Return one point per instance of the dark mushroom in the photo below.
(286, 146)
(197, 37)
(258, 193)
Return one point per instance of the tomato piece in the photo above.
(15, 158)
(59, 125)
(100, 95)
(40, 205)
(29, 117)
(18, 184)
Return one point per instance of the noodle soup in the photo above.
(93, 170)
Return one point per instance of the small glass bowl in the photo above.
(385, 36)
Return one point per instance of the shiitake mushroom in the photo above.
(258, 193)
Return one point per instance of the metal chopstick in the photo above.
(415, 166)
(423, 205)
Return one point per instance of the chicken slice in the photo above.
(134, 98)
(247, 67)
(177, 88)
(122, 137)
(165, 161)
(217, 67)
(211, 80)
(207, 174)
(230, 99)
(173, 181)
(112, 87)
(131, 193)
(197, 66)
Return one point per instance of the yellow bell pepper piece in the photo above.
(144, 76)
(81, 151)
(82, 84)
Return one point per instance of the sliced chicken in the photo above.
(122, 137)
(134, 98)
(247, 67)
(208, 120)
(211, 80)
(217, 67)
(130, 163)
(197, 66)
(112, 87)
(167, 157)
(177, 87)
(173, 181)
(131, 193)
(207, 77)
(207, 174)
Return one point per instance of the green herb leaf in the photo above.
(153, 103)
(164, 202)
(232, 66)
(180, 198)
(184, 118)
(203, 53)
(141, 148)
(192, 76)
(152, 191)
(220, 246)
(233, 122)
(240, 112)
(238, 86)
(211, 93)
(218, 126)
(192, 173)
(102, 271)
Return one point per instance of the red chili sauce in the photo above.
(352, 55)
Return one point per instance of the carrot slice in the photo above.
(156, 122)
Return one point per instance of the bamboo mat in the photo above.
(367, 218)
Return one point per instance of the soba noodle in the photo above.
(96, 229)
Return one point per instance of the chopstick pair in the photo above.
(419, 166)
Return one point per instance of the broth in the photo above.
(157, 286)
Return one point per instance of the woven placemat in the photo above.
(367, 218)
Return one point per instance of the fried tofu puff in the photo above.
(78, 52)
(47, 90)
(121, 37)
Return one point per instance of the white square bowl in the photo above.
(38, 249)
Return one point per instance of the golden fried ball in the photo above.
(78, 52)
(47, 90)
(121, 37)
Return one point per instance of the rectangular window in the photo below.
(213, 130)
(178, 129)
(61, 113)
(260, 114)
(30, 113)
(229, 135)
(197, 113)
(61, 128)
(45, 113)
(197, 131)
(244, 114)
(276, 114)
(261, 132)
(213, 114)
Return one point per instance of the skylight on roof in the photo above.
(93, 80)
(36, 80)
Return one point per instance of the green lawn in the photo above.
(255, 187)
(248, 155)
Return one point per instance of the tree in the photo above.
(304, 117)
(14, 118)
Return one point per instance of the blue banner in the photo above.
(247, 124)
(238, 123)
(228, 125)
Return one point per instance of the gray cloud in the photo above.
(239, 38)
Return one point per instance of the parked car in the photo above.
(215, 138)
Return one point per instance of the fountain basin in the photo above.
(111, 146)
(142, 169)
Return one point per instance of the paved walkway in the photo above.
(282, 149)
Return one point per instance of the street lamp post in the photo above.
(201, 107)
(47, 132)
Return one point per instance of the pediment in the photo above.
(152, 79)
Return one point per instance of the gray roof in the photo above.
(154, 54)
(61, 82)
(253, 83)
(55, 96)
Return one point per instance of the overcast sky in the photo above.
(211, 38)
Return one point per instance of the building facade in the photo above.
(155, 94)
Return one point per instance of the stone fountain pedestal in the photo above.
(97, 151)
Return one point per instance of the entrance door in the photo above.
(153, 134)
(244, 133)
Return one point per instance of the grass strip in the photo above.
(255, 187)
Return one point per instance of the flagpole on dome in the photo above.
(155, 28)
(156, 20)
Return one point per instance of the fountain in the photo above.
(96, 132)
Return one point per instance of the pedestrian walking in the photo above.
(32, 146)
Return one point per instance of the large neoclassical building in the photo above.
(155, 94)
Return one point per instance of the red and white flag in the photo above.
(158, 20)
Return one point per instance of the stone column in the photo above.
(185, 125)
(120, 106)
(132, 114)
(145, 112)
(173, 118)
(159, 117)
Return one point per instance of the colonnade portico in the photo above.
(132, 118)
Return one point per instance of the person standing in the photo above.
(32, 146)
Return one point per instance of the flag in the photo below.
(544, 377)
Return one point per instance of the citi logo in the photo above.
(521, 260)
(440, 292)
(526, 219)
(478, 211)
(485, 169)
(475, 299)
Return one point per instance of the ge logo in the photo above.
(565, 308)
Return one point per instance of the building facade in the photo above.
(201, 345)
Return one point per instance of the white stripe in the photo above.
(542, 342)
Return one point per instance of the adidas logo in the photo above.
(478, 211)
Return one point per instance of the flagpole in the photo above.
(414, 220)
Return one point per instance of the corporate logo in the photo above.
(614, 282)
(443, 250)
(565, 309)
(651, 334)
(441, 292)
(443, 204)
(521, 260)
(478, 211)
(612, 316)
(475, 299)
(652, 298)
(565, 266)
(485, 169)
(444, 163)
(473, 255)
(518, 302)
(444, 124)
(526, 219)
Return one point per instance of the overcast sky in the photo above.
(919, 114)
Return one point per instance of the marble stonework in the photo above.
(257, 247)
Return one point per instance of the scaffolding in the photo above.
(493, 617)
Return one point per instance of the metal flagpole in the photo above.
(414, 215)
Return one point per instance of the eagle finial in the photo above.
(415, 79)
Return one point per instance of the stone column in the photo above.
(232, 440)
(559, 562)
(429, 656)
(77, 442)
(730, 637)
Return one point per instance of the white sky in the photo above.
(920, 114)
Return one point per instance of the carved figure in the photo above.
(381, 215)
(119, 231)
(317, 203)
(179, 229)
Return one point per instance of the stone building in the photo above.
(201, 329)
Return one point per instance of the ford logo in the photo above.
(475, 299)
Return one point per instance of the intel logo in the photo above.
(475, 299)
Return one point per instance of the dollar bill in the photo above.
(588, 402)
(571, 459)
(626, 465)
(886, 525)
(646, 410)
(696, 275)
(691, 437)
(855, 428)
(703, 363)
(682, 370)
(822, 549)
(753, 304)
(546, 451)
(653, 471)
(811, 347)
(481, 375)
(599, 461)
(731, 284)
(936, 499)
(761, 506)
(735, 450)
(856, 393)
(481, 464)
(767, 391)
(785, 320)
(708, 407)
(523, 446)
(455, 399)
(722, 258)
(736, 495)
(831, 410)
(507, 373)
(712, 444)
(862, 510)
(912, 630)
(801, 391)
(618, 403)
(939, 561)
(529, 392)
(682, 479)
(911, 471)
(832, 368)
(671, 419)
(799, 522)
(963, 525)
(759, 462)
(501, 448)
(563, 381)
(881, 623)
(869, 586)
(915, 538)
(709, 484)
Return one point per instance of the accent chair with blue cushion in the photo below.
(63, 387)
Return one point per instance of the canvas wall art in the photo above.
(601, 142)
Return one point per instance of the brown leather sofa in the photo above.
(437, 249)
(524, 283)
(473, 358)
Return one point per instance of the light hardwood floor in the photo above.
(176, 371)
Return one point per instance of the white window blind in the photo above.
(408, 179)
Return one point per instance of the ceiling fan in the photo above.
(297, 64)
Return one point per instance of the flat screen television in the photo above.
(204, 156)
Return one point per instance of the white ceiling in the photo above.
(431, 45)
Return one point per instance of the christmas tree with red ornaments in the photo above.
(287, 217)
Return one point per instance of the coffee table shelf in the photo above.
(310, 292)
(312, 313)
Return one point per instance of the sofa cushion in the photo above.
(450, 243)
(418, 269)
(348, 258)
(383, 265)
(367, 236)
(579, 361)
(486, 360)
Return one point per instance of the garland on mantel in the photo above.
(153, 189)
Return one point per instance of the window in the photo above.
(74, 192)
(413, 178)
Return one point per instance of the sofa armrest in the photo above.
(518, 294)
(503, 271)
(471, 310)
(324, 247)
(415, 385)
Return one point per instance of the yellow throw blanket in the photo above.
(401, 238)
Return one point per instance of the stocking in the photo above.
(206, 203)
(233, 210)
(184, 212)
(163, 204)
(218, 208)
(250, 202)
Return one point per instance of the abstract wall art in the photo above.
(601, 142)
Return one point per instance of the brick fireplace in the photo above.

PROBLEM: Rewrite every line from the one containing "Return one point per instance of the stocking" through the last row, requests included, and give only those lines. In each, multiply every point coordinate by 0.5 and round it to a whole number, with halves rounded up.

RESPONSE TO THIS EXERCISE:
Return one point per instance of the stocking in the photo above.
(103, 102)
(117, 105)
(92, 106)
(82, 102)
(109, 104)
(125, 101)
Return one point per instance of the abstract wall art in the photo above.
(301, 71)
Return one point per instance of the brick fireplace in the photo above.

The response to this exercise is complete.